- [Task objective] Reproduce verbatim the stretch of the fund restrictions excerpt from "None of the" through "would remain unchanged.".

CURRENT TEXT (FUNDAMENTAL)

[The Fund  may not...] make loans, except that the fund may purchase debt
securities and enter into repurchase agreements and make loans of portfolio
securities.

 PROPOSED TEXT (FUNDAMENTAL)

[The Fund may not...] lend any security or make any other loan if, as a result,
more than 15% of its total assets would be lent to third parties, but this
limitation does not apply to purchases of debt securities or to repurchase
agreements.

 PROPOSED TEXT (NON-FUNDAMENTAL)

The Fund does not currently intend to lend portfolio securities or other assets
to third parties, except by acquiring loans, loan participations, or other
forms of direct debt instruments. (This limitation does not apply to purchases
of debt securities or to repurchase agreements.)

RESTRICTIONS PROPOSED TO BE ELIMINATED

 None of the following investment restrictions are required under the 1940 Act.
Many were originally adopted in response to state law restrictions or
interpretations that no longer apply to the Fund. Therefore, in order to
increase the ability of Fund management to manage the Fund's assets effectively
and efficiently in response to market and regulatory change, it is proposed
that these investment restrictions, which are currently listed as fundamental,
be eliminated.  Further explanations pertaining to specific restrictions are
set forth below.

4B. PLEDGING ASSETS

 In certain circumstances this restriction could interfere with the Fund's
ability to borrow temporarily for extraordinary or emergency purposes.  The
Fund's current borrowing limits would remain unchanged.

CURRENT TEXT

[The Fund may not...] mortgage, pledge, or hypothecate any of its assets,
provided that this restriction shall not apply to the transfer of securities in
connection with any permissible borrowing.

4C. AFFILIATED OWNERSHIP

 The purposes intended to be served by this restriction are covered by the
Fund's Code of Ethics and by separate provisions of the 1940 Act.

 CURRENT TEXT

[The Fund may not...] purchase or retain the securities of any issuer, if those
individual officers and Directors of the fund, its investment adviser or
principal underwriter, each owning beneficially more than 1/2 of 1% of the
securities of such issuer, together own more than 5% of the securities of such
issuer.

4D. UNSEASONED ISSUERS

 This restriction was adopted in response to state regulation which no longer
applies.  Because newly formed companies have no proven track record in
business, their prospects may be uncertain. Their securities may fluctuate in
price more widely than securities of established companies. Elimination of
this restriction will provide the Fund with greater investment flexibility,
subject to its investment objectives and policies. Retaining such a
restriction could, among other things, preclude
the Fund from making otherwise attractive investments in newly-formed companies
issuing asset-backed securities.

- [Dataset records]

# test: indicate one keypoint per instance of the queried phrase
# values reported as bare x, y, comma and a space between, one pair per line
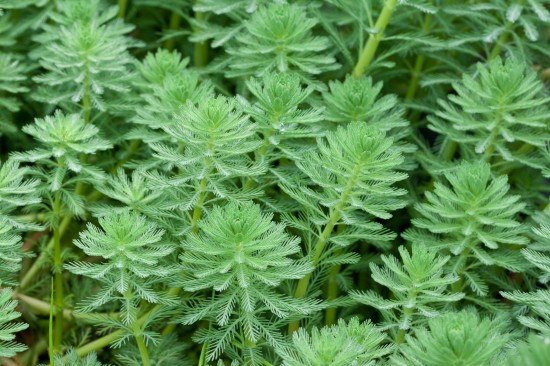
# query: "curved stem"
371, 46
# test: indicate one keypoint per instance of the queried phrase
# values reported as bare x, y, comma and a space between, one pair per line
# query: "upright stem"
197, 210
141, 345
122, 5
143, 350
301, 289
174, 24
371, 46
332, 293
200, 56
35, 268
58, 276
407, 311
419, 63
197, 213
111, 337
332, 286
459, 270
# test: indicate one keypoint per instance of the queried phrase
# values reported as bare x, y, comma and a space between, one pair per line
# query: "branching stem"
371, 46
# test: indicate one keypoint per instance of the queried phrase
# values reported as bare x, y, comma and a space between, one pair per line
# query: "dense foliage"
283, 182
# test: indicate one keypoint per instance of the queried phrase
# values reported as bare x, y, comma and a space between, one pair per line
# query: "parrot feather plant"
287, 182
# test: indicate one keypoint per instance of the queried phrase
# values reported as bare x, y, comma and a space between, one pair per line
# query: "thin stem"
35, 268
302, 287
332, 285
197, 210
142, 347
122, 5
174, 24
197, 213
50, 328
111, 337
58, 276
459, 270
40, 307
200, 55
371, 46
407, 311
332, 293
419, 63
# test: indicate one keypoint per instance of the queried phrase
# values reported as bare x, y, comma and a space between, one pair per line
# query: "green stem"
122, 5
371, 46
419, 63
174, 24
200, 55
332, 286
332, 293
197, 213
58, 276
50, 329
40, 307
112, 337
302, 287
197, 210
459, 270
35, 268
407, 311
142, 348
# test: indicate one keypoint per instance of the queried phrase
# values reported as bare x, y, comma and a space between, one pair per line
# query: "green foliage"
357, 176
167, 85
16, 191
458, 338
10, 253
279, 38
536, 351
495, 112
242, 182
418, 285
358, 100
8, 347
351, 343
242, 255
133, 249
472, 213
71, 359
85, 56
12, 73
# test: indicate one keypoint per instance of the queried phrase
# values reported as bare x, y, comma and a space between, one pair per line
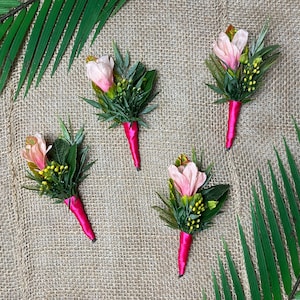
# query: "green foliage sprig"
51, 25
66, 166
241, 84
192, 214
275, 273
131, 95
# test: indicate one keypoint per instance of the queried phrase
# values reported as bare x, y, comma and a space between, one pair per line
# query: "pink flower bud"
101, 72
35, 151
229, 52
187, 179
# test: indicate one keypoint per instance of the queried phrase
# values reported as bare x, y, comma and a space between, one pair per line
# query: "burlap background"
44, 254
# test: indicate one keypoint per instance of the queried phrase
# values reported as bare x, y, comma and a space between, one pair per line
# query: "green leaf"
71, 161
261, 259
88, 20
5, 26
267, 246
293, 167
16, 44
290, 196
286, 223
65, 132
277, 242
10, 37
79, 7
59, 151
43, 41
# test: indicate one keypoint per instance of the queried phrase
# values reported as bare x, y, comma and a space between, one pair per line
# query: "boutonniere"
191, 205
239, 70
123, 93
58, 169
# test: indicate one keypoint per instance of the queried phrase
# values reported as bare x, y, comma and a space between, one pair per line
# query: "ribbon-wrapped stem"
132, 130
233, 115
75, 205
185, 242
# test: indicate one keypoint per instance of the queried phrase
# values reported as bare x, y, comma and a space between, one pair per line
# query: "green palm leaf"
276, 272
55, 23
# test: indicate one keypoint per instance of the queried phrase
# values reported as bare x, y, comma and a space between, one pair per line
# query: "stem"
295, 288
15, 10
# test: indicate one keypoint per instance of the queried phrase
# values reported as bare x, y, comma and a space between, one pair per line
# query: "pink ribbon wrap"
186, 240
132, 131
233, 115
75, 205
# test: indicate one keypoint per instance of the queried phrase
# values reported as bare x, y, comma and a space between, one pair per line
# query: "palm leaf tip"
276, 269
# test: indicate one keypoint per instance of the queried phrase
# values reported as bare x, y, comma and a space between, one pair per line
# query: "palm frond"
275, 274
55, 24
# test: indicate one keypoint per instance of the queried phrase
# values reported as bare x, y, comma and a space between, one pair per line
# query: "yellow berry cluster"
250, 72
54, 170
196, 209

- [Answer below]
None of the following investment restrictions are required under the 1940 Act.
Many were originally adopted in response to state law restrictions or
interpretations that no longer apply to the Fund. Therefore, in order to
increase the ability of Fund management to manage the Fund's assets effectively
and efficiently in response to market and regulatory change, it is proposed
that these investment restrictions, which are currently listed as fundamental,
be eliminated.  Further explanations pertaining to specific restrictions are
set forth below.

4B. PLEDGING ASSETS

 In certain circumstances this restriction could interfere with the Fund's
ability to borrow temporarily for extraordinary or emergency purposes.  The
Fund's current borrowing limits would remain unchanged.